━━ TASK MATERIAL ━━
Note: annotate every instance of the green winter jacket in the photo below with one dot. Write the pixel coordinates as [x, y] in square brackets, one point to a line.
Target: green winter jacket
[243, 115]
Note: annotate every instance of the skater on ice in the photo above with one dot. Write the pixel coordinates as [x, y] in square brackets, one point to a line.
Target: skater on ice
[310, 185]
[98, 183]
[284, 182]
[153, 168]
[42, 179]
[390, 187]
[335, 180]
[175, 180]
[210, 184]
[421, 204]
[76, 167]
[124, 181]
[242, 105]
━━━
Reproduce all of the material above line for line, without changing anything.

Note: annotate every instance of the green winter jacket in the photo below with one dot. Write the pixel coordinates as [x, y] in square brackets, one point to a line.
Target: green winter jacket
[243, 115]
Note: annotate every instance of the skater on ice in the photo above with one dot. Write the pixel coordinates as [x, y] in square brackets, one point to a line.
Target: skater on ice
[310, 185]
[98, 183]
[284, 182]
[153, 168]
[42, 179]
[390, 187]
[335, 180]
[175, 180]
[210, 184]
[421, 204]
[76, 167]
[124, 181]
[242, 105]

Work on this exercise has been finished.